::: Page

Face au silence de la loi, chacun y va de sa méthode. Tandis que certains se proposent d’établir la nationalité ivoirienne de leurs parents nés avant 1960 par des déclarations sur l’honneur, d’autres produisent des arbres généalogiques pour rapporter la preuve de leur souche ivoirienne. Le général Guéï n’avait peut-être pas si tort (1)
Le professeur Niangoran Boua avait eu l’ingénieuse idée de tenter de combler ce vide juridique par des arguments anthropologiques. Il soutenait que la Côte d’Ivoire n’étant pas un no man’s land avant la colonisation, la détermination de l’Ivoirien d’origine devait se faire par un recours à l’appartenance à l’une ou l’autre des tribus originairement installées sur ce territoire qui sera plus tard baptisé Côte d’Ivoire. Il s’agit là d’un argument spécieux qui méconnaît gravement les exigences de l’Etat moderne tel qu’hérité de la colonisation. D’une part les tribus en question ne constituaient pas une entité homogène et aucun sentiment national ne les unissait entre elles. Chacune vivait repliée sur elle-même dans une attitude de méfiance et de rejet de l’autre. En outre, les populations de ces tribus occupaient des aires géographiques qui transcendent pour la plupart les frontières nationales actuelles. On le voit, la théorie des tribus « fondatrices » ne saurait servir de base à la détermination de la nationalité ivoirienne.

::::::
::: Entrées du corpus

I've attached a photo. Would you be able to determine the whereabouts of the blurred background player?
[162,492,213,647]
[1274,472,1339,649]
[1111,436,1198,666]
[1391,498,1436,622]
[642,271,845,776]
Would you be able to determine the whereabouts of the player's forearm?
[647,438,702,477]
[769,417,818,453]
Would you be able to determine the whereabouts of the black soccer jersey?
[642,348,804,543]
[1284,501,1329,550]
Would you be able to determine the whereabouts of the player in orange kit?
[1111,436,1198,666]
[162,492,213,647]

::::::
::: Entrées du corpus

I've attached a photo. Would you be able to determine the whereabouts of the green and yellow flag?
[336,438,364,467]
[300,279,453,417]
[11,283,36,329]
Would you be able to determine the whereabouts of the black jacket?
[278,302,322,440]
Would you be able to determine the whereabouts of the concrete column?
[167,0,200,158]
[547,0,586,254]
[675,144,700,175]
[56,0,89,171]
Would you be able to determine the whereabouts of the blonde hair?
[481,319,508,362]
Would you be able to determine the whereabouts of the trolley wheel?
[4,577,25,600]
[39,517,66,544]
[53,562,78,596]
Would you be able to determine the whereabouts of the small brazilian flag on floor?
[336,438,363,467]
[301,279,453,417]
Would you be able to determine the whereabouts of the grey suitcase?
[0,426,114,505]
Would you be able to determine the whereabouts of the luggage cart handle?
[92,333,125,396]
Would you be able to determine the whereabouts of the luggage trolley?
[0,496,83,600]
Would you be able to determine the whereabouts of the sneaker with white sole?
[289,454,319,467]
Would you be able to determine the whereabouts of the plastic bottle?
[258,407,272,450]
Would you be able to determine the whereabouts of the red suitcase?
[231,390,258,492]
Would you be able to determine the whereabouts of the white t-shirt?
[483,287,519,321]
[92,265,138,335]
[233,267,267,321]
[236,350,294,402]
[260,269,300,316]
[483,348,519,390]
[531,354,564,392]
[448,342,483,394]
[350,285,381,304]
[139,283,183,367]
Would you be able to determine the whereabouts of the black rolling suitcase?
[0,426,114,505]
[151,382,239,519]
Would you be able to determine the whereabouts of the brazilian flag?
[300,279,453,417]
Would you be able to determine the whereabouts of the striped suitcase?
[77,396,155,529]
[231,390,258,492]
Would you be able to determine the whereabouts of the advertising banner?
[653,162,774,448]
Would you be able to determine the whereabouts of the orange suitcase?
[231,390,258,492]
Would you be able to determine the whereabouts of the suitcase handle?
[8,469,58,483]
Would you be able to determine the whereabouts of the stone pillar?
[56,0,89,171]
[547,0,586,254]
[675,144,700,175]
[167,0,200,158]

::::::
::: Entrées du corpus

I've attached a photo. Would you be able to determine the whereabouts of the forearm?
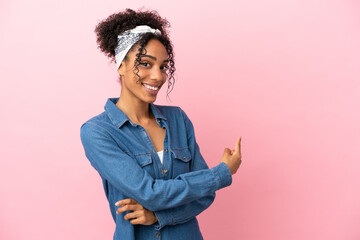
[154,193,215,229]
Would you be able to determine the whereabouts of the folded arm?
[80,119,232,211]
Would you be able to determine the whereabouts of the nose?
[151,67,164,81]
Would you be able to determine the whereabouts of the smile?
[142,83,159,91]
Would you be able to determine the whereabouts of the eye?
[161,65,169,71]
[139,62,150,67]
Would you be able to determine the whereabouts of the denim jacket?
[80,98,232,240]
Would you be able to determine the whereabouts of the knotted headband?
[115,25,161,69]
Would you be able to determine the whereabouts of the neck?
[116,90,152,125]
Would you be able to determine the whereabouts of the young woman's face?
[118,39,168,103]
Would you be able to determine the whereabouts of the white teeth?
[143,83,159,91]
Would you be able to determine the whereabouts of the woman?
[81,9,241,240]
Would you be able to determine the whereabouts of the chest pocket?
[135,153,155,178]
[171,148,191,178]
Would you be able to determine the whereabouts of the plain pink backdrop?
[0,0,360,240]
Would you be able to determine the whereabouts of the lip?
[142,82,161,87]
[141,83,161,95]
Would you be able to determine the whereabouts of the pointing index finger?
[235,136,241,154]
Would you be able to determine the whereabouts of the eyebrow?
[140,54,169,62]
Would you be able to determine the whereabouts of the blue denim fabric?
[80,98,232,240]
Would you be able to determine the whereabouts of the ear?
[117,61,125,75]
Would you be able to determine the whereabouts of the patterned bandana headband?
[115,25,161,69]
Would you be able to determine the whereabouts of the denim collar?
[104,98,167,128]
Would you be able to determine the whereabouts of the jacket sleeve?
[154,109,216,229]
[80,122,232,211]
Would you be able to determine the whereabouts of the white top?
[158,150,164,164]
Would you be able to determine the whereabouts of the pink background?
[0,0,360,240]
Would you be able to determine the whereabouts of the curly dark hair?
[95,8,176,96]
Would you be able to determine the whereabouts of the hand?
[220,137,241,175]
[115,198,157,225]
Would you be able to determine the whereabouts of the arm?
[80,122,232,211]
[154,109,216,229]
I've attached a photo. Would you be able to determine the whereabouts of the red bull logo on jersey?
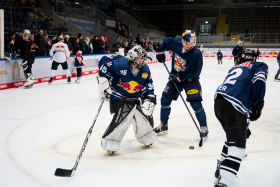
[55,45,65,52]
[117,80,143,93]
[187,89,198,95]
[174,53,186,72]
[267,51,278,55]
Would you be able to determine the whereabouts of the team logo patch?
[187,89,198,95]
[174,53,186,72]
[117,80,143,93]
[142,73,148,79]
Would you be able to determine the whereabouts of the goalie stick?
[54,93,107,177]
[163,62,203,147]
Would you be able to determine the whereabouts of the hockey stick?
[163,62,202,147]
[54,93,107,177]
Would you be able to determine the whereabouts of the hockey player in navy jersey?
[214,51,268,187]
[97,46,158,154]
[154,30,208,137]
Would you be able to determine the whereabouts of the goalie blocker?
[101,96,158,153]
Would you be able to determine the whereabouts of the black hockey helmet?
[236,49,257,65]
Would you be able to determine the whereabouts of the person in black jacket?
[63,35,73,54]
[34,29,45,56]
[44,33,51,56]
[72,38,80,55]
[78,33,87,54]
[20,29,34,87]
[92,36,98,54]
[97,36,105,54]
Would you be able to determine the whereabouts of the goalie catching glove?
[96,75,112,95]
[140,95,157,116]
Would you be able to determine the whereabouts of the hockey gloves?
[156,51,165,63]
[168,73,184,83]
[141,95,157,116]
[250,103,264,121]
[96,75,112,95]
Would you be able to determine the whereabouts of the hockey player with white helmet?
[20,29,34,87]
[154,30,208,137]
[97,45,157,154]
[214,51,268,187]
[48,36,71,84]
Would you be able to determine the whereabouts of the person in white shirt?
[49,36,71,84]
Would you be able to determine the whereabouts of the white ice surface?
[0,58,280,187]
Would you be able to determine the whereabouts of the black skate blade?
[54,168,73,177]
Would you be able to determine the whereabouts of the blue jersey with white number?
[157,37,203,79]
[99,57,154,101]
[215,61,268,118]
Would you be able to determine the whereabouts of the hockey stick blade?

::::::

:: Travail à faire ::
1. Recopiez le passage du texte sur la nationalité ivoirienne qui commence par « Face au silence » et s'arrête après « pas si tort (1) », en substituant « manière » à « méthode ».
2. Quels constats sur les tribus le texte sur la nationalité ivoirienne oppose-t-il à la théorie des tribus « fondatrices » ? Donnez-les tous.

:: Réponses par consigne ::
1.
Face au silence de la loi, chacun y va de sa manière. Tandis que certains se proposent d’établir la nationalité ivoirienne de leurs parents nés avant 1960 par des déclarations sur l’honneur, d’autres produisent des arbres généalogiques pour rapporter la preuve de leur souche ivoirienne. Le général Guéï n’avait peut-être pas si tort (1)

2.
- Les tribus ne constituaient pas une entité homogène.
- Aucun sentiment national ne les unissait entre elles.
- Chacune vivait repliée sur elle-même dans une attitude de méfiance et de rejet de l'autre.
- Leurs populations occupaient des aires géographiques qui transcendent pour la plupart les frontières nationales actuelles.